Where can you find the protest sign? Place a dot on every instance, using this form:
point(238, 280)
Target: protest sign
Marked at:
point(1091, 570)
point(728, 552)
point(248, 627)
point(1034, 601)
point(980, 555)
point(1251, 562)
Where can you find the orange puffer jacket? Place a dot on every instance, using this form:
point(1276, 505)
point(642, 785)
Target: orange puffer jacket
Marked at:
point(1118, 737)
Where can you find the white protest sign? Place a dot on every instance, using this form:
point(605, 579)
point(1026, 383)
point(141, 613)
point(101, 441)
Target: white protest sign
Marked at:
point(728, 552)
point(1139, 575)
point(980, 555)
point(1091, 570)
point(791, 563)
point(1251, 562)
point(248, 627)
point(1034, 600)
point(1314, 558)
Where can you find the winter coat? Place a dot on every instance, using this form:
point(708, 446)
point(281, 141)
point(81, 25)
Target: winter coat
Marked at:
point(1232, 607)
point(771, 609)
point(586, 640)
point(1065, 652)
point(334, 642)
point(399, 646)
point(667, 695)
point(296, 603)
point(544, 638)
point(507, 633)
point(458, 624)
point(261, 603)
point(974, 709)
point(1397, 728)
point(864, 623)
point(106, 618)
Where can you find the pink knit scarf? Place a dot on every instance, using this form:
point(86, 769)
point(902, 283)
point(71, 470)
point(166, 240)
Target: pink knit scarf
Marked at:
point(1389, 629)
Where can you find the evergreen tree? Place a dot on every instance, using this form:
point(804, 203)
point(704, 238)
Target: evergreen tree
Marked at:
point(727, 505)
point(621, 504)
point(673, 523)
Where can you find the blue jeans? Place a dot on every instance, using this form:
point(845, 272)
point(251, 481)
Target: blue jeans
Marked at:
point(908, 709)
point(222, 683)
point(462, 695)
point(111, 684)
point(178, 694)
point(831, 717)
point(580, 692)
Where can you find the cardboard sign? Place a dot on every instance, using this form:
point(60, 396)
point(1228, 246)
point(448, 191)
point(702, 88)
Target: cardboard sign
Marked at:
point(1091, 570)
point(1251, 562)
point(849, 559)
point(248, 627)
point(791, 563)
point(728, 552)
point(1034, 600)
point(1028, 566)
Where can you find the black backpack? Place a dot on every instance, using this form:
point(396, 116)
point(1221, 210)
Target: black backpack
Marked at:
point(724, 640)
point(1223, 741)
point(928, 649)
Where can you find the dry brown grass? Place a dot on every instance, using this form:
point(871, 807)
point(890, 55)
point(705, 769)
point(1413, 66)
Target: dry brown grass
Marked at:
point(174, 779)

───

-- Aim of the task --
For the word "evergreen", tally the lines of the entries in which it appears and give the total alone.

-- Written solution --
2